> SOURCE DOCUMENT:
Overcoming these barriers, the new trajectory inference algorithm developed by the HKU team, called VIA, can process omics data up to 100 times faster than existing technologies, making it powerful in handling large-scale single-cell data (more than millions of cells). It can hence discover elusive cell lineages and rare cell fates in a variety of biological processes that can hardly be discovered by other methods, shedding important light into how disease evolves.
“Our method uses a novel unsupervised machine learning approach, which allows us to efficiently identify the best trajectories that represent the underlying biological progressions, no matter how complex the trajectories are. And we showed that VIA works very well, even when the cell population size is beyond what the current methods can handle,” explained by Shobana Stassen, who is the first author of the work from HKU Department of Electrical and Electronic Engineering and a recipient of the HKU’s Presidential PhD Fellowship.
To ensure that VIA can be widely adaptable, the team carried out comprehensive investigations of different important biological processes, based on a wide range of data types, including single-cell proteomic, transcriptomic epigenomic, as well as multi-omics datasets.
For examples, VIA can reveal complex and subtle transitions of cell state during haematopoiesis – a process of blood formation from bone marrow. It also robustly uncovered the fascinating and intricate process at a single cell precision that turns a single fertilised egg into a whole new individual with all the organs (a process called organogenesis), even when the cell count to be analyzed is beyond 1 million cells. This is the scale otherwise not affordable in many existing methods.
Another key outcome of this work is that the team explored the use of VIA to analyse the high-resolution cell image data that can infer physical traits of the cells – a cell signature that has largely been underexplored for trajectory inference.
Apart from the omics data, cell image contains rich information of how different cell types look differently and how the cell changes its outlook (morphology) over time.

> REQUIRED ACTION 1: From the article about VIA, output the text from "To ensure that" to "as multi-omics datasets.".
> REQUIRED ACTION 2: According to the article about VIA, how much faster than existing technologies can VIA process omics data?
> REQUIRED ACTION 3: Write the next part of the article about VIA, picking up after its final sentence.
The listing is not needed for this work.

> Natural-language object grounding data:
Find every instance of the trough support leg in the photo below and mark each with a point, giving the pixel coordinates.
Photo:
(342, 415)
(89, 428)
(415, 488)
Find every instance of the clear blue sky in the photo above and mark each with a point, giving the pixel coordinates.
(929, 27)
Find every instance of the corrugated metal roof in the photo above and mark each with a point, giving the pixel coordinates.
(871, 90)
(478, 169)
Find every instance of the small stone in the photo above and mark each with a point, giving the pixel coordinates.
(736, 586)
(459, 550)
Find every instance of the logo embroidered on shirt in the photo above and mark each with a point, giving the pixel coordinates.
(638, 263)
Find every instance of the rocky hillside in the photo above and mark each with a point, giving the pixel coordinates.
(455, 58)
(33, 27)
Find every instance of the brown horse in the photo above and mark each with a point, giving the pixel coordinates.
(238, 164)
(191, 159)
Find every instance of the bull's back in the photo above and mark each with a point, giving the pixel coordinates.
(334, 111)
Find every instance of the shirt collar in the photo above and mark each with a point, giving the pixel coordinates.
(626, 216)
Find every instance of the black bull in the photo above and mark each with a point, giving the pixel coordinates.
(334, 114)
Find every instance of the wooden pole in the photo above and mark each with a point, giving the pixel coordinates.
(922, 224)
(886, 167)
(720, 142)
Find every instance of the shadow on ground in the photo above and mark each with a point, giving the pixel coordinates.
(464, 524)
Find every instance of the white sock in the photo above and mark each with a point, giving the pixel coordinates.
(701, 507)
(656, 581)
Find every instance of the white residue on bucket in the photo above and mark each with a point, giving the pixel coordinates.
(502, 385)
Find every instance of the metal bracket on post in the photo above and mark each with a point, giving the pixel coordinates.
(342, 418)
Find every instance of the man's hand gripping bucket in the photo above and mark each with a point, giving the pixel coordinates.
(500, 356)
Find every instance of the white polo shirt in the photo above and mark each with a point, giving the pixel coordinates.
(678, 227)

> REPLY 1:
To ensure that VIA can be widely adaptable, the team carried out comprehensive investigations of different important biological processes, based on a wide range of data types, including single-cell proteomic, transcriptomic epigenomic, as well as multi-omics datasets.

> REPLY 2: Up to 100 times faster.

> REPLY 3:
Using an optical microscope system newly developed by Professor Tsia’s research lab, the team generated large amount of single cell image data at the speed at least 100 times faster than any typical microscopes. They then used VIA to successfully reveal subtle and variations of cell mass and the mass content distribution over the cell cycle progression – a fundamental cellular process that maintains life, and might lead to cancer if the process goes wrong. The development of this microscope was earlier published in Nature Protocols. (Aug 2021). A start-up company has been set up to transfer the technology for application of the new microscope system in bio-medical uses.
“VIA is an open-source tool and we made it publicly available. We are constantly improving and upgrading the tool. I hope VIA could widely benefit the community of biologists and biomedical scientists who investigate different aspects of biological evolution,” Ms Stassen added.
Meanwhile, some research teams in the US and the Mainland have adopted the VIA and the related computation tools developed by the team for COVID-19 research, to track and predict immune responses after infections or vaccinations, and the body’s response to treatments.
“Based on this groundwork, we are now applying VIA in different biomedical and biotechnology applications, in collaboration with researchers here in Hong Kong as well as overseas. Tip-of-the-iceberg examples include tracking anti-cancer treatment efficacy, as well as accelerating the drug discovery process in pharmaceutical industry, and many more,” said Professor Tsia, who was also awarded under the Research Grants Council’s Research Fellowship Scheme in 2020.